Return every line of the items below as a JSON list of strings, one string per line, with blank lines omitted.

########################################

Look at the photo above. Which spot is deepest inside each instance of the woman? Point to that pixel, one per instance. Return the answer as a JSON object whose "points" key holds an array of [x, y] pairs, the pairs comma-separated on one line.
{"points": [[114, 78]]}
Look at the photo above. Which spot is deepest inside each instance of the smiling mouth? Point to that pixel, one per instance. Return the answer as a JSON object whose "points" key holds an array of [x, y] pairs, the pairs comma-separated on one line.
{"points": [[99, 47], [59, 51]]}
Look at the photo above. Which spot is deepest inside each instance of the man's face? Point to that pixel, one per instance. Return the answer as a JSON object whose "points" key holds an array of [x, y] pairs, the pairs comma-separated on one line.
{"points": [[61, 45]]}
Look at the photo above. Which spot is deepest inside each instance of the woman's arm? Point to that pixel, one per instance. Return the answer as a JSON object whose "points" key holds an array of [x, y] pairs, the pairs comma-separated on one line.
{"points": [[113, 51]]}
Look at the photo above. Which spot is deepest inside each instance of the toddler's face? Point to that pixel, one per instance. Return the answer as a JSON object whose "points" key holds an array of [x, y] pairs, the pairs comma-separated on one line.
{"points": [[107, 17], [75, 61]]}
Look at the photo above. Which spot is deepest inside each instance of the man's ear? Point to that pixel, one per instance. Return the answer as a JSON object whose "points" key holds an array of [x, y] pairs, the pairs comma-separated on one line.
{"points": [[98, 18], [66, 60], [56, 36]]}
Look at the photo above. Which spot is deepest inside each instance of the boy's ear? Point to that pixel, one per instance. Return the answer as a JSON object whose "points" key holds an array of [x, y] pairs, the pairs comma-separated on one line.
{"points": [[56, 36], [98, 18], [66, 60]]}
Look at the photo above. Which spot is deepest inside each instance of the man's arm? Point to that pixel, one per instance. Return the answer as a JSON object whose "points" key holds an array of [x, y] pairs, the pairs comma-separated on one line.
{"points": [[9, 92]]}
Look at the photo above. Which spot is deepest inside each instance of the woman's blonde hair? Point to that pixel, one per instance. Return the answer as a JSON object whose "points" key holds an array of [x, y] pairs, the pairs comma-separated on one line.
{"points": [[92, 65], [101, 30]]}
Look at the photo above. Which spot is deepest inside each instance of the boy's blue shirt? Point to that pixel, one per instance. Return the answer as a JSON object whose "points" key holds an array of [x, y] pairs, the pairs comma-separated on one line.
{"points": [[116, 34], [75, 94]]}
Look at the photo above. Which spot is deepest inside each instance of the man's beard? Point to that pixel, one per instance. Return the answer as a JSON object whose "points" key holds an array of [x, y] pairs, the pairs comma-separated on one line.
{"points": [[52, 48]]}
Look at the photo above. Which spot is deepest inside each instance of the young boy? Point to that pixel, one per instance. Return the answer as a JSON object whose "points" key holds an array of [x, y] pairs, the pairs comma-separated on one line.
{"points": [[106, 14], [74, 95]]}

########################################

ANSWER TO THE PROBLEM -
[
  "Look at the photo above. Which spot is deepest inside each instance of the woman? Point to that pixel, one per instance. Return the answer as a JSON object whose \"points\" key holds an array of [x, y] pairs, the pairs comma-separated on one line.",
  "{\"points\": [[114, 78]]}",
  "Look at the photo above. Which spot is deepest inside each instance of the smiling mouth? Point to that pixel, one per instance. Return the answer as a JSON object whose \"points\" key holds an array of [x, y] pairs, the pairs comma-separated on one line.",
  "{\"points\": [[99, 47], [59, 51]]}",
  "Look at the photo above. Which spot is deepest inside each instance of the man's face? Point to that pixel, one per instance. Return the answer as a JSON object whose \"points\" key holds an array of [x, y] pairs, the pairs comma-separated on one line.",
  "{\"points\": [[61, 45]]}",
  "Look at the photo above. Which spot is deepest inside each instance of the woman's arm? Point to that pixel, one per instance. Return the answer as a JSON object whose \"points\" key holds an array of [x, y] pairs, the pairs comma-separated on one line.",
  "{\"points\": [[113, 51]]}",
  "Look at the photo above. Which spot is deepest inside each instance of the toddler's face? Point to that pixel, one per instance. Return the answer as a JSON object whose \"points\" key holds an array of [x, y] pairs, the pairs comma-separated on one line.",
  "{\"points\": [[107, 17], [75, 61]]}",
  "Look at the photo above. Which spot is deepest inside each instance of the man's ear? Point to that pixel, one per instance. Return the answer as a JSON object whose \"points\" key holds an array of [x, y] pairs, the pairs comma-separated on one line.",
  "{\"points\": [[98, 18], [66, 60], [56, 36]]}",
  "Look at the photo above. Which spot is deepest inside each instance of the boy's ear? Point to that pixel, one per instance. Return the answer as a JSON object whose \"points\" key holds an array of [x, y] pairs, the pairs comma-separated on one line.",
  "{\"points\": [[56, 36], [98, 18], [66, 60]]}",
  "Look at the photo above. Which spot is deepest inside each instance of the man's arm? Point to that pixel, one per instance. Return the answer as a JSON object whose \"points\" key holds an array of [x, y] pairs, the pairs comma-separated on one line.",
  "{\"points\": [[9, 92]]}",
  "Look at the photo above. Which spot is deepest inside each instance of the woman's blonde hair? Point to that pixel, one per instance. Return the answer as a JSON object whose \"points\" key holds an array of [x, y] pairs, the pairs comma-separated on one line.",
  "{\"points\": [[92, 65], [101, 30]]}",
  "Look at the photo above. Which spot is deepest inside each instance of the boy's blue shirt? Point to that pixel, one per instance. Return the answer as a JSON object whose \"points\" key holds an array of [x, y] pairs, the pairs comma-separated on one line.",
  "{\"points\": [[116, 34], [75, 94]]}",
  "Look at the photo above. Which spot is deepest inside each instance of the man's beard? Point to that pixel, one per instance. Return the answer as a JSON object whose \"points\" key holds an array of [x, y] pairs, the pairs comma-separated on one line.",
  "{\"points\": [[52, 48]]}",
  "Look at the photo above. Which spot is deepest inside each instance of the young boy? Point to that pixel, one per instance. Return the answer as a JSON object whose \"points\" key holds an array of [x, y] pairs, the pairs comma-separated on one line.",
  "{\"points\": [[106, 14], [74, 95]]}"
]